▶ **What to produce**
Go through the entries and copy every line that has the string "stone" in it.

[Natural language region descriptions]

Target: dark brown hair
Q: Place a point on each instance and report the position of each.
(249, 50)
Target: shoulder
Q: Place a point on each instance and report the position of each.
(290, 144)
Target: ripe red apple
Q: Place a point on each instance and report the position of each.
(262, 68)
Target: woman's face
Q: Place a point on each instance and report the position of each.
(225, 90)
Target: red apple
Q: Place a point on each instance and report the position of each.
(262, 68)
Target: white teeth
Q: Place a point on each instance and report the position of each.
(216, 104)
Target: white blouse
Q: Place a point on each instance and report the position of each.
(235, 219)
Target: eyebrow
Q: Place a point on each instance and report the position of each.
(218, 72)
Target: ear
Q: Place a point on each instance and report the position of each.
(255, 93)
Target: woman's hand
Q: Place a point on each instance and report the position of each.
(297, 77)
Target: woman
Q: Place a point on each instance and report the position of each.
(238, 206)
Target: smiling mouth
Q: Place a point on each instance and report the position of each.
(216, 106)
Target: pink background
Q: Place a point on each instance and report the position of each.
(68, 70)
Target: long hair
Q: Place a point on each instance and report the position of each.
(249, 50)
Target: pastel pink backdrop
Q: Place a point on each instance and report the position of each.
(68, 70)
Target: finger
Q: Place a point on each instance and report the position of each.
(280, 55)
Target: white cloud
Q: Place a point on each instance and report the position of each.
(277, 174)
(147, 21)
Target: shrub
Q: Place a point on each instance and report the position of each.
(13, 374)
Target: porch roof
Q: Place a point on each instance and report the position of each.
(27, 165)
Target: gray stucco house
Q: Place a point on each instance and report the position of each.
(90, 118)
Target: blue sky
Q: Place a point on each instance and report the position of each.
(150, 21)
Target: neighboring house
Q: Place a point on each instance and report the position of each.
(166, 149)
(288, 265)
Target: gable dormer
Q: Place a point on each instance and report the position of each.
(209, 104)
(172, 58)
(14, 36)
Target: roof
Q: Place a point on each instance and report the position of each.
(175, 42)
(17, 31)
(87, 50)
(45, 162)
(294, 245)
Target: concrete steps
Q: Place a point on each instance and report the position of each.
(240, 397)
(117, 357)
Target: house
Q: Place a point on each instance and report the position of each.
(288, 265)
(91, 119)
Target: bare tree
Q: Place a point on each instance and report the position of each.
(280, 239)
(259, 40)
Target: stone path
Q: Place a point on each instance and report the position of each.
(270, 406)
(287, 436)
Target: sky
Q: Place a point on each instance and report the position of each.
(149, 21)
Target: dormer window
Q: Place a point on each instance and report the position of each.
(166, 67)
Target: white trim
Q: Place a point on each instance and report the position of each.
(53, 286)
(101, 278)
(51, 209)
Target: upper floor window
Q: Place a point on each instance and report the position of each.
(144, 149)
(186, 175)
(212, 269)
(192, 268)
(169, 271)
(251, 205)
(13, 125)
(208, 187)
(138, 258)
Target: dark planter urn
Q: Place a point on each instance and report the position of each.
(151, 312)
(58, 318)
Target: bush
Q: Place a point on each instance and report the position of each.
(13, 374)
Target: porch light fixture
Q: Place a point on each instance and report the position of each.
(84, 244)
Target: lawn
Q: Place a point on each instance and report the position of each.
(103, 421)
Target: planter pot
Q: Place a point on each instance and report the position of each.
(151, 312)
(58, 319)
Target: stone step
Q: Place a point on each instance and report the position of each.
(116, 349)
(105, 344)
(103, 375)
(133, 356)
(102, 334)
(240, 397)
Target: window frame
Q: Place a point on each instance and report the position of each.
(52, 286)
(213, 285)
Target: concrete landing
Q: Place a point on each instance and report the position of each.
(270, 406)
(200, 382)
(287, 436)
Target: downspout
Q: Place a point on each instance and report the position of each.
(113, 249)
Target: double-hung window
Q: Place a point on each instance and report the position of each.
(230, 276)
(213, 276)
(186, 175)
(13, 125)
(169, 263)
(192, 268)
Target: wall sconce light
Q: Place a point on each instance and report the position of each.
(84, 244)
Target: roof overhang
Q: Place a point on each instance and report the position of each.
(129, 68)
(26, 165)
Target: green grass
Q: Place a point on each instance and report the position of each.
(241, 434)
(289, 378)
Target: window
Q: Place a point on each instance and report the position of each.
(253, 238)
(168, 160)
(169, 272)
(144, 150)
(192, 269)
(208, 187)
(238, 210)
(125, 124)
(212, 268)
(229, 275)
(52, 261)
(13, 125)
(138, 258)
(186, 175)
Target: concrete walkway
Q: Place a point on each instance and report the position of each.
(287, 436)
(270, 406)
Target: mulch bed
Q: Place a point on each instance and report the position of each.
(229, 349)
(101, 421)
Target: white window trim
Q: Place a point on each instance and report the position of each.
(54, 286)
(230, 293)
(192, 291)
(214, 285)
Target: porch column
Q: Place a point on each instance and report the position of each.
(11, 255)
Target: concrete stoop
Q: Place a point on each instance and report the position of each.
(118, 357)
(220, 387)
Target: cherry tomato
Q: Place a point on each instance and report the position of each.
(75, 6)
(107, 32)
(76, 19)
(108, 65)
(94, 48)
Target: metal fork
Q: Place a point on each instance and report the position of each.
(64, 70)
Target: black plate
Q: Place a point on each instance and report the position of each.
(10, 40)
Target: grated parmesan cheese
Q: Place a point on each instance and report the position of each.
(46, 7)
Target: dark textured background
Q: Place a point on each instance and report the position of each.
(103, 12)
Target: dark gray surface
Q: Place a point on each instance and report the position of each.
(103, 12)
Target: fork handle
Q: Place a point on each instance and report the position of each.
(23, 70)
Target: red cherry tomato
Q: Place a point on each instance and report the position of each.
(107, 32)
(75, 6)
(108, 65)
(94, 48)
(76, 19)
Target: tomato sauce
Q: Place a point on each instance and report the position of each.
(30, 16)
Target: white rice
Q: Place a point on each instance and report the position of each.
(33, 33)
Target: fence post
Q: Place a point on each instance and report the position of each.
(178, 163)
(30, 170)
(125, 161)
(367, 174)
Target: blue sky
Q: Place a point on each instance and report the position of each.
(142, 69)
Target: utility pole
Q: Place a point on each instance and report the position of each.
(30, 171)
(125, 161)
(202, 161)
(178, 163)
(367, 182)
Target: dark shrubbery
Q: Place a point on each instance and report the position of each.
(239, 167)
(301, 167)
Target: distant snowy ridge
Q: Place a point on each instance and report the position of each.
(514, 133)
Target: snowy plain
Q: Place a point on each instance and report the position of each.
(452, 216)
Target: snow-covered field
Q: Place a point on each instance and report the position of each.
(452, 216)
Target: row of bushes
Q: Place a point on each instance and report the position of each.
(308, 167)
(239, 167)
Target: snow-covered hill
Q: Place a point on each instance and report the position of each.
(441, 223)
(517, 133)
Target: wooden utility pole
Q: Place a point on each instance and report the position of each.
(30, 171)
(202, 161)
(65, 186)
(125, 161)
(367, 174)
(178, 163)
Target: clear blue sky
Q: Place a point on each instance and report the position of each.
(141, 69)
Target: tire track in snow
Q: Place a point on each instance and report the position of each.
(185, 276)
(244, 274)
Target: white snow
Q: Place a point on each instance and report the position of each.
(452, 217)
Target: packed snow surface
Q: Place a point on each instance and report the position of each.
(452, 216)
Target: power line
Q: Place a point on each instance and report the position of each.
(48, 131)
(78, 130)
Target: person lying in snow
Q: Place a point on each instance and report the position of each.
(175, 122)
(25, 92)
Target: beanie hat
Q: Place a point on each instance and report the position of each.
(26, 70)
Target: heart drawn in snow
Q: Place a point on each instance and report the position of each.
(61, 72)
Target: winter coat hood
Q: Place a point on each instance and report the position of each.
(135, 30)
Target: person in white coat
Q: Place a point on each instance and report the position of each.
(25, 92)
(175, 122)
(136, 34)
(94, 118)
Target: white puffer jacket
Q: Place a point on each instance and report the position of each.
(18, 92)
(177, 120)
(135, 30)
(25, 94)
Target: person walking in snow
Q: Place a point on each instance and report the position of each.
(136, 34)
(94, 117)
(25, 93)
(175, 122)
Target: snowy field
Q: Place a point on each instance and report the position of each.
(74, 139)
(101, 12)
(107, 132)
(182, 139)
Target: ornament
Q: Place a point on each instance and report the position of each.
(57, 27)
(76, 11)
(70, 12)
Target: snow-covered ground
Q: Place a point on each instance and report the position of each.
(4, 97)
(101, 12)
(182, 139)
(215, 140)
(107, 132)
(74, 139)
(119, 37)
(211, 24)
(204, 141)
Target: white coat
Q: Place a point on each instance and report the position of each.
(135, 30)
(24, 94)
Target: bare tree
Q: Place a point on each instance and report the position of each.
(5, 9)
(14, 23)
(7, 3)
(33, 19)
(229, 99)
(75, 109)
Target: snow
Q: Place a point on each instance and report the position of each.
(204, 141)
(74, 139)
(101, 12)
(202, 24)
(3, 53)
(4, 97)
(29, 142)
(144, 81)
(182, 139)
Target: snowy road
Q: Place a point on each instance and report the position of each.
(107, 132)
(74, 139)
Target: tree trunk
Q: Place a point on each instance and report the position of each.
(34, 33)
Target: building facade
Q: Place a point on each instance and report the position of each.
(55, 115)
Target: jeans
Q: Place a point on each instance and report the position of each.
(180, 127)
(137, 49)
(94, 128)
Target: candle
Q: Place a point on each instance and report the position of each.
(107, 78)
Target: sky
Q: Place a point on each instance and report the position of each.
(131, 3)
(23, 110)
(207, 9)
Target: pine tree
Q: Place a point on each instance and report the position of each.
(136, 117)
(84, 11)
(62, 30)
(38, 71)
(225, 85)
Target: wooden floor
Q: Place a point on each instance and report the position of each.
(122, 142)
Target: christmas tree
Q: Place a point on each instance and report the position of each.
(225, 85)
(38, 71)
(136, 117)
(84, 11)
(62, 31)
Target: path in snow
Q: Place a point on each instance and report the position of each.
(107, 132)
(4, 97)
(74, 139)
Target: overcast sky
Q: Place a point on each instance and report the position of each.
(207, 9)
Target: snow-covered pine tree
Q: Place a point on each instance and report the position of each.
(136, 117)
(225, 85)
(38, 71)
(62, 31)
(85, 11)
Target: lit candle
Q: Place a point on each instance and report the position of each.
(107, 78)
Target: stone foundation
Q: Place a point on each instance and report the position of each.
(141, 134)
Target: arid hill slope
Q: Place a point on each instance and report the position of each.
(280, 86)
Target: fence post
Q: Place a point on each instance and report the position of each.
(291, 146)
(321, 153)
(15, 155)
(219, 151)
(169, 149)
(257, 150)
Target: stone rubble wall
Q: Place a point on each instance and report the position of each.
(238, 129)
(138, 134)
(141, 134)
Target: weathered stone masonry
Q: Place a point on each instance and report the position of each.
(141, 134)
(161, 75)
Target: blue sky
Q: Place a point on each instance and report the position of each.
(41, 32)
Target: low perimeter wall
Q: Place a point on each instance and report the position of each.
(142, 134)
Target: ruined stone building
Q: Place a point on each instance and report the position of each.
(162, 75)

▶ **Task answer**
Target: stone path
Target: stone step
Target: stone foundation
Target: stone rubble wall
Target: weathered stone masonry
Target: ruined stone building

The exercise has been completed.